**Assignment:** When the word "here" appears in a line of the data below, list that line.

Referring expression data
+-------+
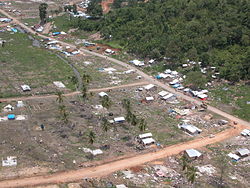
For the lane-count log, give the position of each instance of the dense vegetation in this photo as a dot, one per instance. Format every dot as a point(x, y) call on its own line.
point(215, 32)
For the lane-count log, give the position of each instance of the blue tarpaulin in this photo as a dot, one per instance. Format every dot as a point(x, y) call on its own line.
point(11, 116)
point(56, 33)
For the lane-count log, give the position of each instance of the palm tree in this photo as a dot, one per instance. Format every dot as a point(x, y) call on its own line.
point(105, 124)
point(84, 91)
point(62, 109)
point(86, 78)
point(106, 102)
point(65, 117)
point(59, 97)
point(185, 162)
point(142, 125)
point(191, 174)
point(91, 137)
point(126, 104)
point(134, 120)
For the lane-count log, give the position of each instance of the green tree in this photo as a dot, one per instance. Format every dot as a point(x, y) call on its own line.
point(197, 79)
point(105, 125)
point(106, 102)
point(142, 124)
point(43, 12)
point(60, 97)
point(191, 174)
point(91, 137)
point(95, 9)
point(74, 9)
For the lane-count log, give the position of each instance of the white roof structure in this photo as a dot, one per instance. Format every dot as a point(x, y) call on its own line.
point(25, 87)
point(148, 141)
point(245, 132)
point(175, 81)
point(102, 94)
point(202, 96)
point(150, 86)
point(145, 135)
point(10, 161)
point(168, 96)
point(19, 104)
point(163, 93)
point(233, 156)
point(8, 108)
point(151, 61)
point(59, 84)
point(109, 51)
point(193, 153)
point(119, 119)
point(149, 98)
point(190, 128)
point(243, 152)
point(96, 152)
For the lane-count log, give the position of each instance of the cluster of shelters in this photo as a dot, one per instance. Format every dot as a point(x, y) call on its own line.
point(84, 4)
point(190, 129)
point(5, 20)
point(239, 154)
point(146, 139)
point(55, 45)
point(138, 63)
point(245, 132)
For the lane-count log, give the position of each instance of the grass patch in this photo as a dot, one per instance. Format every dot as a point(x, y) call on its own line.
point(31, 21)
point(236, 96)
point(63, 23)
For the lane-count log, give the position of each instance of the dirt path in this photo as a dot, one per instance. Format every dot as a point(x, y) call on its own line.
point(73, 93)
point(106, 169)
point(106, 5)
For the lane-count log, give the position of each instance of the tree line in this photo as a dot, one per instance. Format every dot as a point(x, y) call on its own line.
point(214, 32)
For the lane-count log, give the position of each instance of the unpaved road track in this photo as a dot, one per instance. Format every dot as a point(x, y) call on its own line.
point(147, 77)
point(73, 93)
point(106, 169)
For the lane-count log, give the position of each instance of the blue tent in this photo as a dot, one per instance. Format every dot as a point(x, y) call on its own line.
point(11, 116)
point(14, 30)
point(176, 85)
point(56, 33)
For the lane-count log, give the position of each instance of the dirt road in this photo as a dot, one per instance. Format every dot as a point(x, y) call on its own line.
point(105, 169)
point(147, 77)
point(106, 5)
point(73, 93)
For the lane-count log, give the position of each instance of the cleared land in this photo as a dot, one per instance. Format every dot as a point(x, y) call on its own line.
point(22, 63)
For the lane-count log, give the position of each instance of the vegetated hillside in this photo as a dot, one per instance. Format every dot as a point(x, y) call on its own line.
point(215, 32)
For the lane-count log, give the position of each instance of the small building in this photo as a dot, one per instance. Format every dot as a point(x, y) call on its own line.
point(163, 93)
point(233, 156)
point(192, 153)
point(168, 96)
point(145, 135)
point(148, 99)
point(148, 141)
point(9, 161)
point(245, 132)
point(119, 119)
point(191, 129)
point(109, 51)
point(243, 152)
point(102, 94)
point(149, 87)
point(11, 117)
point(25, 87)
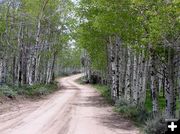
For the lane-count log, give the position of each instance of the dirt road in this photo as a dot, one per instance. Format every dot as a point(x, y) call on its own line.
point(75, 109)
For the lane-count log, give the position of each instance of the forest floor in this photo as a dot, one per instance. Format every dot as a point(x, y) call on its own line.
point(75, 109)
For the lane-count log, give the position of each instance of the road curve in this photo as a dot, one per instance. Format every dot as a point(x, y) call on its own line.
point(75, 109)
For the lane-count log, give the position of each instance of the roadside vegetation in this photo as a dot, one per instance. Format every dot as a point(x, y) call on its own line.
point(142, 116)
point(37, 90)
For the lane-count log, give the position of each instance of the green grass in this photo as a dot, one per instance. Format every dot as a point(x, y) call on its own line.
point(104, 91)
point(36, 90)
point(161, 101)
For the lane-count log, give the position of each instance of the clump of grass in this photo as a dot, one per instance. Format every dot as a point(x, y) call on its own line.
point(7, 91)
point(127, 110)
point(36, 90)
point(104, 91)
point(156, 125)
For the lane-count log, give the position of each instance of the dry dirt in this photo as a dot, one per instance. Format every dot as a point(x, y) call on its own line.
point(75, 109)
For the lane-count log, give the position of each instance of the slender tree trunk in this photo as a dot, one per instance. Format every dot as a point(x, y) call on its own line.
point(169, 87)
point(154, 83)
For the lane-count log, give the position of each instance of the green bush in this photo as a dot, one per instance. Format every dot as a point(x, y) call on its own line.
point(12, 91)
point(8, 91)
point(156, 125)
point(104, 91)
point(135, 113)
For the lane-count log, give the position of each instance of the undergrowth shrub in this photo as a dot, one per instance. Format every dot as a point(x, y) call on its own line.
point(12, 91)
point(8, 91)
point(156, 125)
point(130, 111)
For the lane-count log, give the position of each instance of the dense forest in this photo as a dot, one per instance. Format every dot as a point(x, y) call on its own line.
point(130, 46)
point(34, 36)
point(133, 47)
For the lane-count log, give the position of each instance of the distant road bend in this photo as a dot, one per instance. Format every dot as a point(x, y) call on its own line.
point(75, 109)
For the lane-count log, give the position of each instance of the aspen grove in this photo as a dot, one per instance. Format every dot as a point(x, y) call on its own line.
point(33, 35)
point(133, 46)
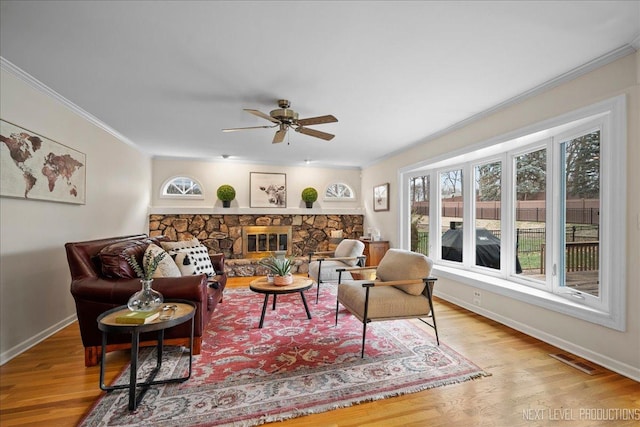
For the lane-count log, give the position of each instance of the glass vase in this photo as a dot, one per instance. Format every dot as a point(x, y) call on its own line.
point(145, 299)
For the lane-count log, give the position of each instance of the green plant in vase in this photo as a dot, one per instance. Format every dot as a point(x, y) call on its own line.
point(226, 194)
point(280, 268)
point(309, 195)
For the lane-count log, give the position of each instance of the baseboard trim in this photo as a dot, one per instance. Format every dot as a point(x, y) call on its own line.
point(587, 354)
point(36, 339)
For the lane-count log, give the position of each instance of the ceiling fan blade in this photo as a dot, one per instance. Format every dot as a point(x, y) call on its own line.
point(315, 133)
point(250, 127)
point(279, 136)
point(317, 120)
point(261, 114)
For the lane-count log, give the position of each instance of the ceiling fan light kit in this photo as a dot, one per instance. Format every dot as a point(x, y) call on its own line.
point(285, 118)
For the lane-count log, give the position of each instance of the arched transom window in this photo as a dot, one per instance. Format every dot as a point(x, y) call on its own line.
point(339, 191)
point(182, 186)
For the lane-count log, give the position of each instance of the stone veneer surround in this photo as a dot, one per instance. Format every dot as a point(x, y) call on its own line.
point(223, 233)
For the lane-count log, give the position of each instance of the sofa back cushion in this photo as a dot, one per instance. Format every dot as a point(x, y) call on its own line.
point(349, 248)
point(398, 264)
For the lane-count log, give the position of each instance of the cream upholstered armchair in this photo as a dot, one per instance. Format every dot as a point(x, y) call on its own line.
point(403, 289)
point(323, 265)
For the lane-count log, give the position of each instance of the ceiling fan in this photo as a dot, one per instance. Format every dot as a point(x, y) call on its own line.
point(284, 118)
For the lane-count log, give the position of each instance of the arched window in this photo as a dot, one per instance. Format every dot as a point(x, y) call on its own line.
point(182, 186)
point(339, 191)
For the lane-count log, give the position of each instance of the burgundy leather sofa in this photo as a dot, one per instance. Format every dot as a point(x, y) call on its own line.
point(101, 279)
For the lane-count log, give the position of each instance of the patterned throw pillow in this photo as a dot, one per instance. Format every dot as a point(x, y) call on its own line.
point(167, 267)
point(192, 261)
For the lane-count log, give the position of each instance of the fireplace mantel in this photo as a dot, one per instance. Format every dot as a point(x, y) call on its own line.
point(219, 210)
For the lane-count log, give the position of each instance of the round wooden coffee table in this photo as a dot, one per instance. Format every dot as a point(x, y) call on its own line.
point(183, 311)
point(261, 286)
+-------+
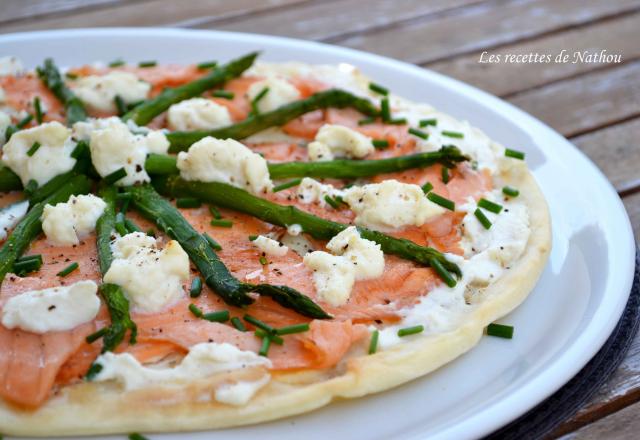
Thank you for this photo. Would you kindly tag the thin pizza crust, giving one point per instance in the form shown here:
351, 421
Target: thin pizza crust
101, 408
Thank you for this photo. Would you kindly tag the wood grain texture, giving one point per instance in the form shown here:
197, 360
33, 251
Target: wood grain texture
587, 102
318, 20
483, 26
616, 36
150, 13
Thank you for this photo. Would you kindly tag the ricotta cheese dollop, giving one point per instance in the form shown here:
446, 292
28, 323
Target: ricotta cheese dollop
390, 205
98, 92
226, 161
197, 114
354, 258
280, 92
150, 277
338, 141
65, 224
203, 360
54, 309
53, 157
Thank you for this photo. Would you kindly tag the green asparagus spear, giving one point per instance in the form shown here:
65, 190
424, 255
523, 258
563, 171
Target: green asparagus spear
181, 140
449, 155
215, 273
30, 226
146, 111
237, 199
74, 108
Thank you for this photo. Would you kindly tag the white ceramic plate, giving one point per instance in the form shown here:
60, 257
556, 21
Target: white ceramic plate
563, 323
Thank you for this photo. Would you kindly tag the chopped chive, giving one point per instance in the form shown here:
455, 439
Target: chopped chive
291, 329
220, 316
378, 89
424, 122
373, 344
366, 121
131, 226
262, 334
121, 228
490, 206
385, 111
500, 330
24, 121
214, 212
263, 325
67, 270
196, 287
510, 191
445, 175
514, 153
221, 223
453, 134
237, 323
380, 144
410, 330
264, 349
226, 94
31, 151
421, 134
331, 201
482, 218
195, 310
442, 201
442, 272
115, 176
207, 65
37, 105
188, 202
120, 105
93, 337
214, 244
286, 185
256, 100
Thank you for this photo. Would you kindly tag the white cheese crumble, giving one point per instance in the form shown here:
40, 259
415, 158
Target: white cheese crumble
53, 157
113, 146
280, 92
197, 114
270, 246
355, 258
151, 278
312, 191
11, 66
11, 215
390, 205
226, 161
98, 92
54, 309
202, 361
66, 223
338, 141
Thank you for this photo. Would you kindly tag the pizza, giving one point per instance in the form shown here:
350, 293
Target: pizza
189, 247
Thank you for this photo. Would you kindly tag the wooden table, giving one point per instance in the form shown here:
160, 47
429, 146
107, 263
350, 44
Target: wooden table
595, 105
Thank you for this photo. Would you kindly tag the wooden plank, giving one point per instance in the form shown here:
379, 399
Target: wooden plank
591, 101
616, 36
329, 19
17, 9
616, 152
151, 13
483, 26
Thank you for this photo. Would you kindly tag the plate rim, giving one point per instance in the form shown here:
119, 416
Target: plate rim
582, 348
+-------+
**Exercise output:**
Thank you for this photo. Would you kindly tag the thin pizza crust, giving one point per instance in the form shown here:
Thank you for this photo. Would you kindly tag the wood grain texture, giving one point per instance in the form shown here:
Thank you for this photo. Would you kindly tag the ricotta cheese dollop, giving one point per instance in the form shown here:
Thank you for this photo. Would you kindly tag the green asparagus spear, giving one point per instance in the form shown here:
Thank you for this photo. Would you kindly tag the white ceramic plate, giving one point per instance in the form shown here:
Thank you for this photo. Would you kindly tag the chopped chive, giving one point per instance in the form shown here:
Thank you for this photo. Would you kindly tag the white cheese crumble, giving one point per instance in the form shown here:
Thank you for this photo. Would you kindly tag the pizza, giving one point per instance in the form shown here:
Thank you for this photo. Would you kindly tag the wooden table, giving one point per instance in the form shown here:
Thank you for this photo. Would you kindly tag the wooden plank, giving one point per instance in the form shown here:
Thank you for this photo. Would you kindly tag the plate rim, giving one point per instance in the form shown here:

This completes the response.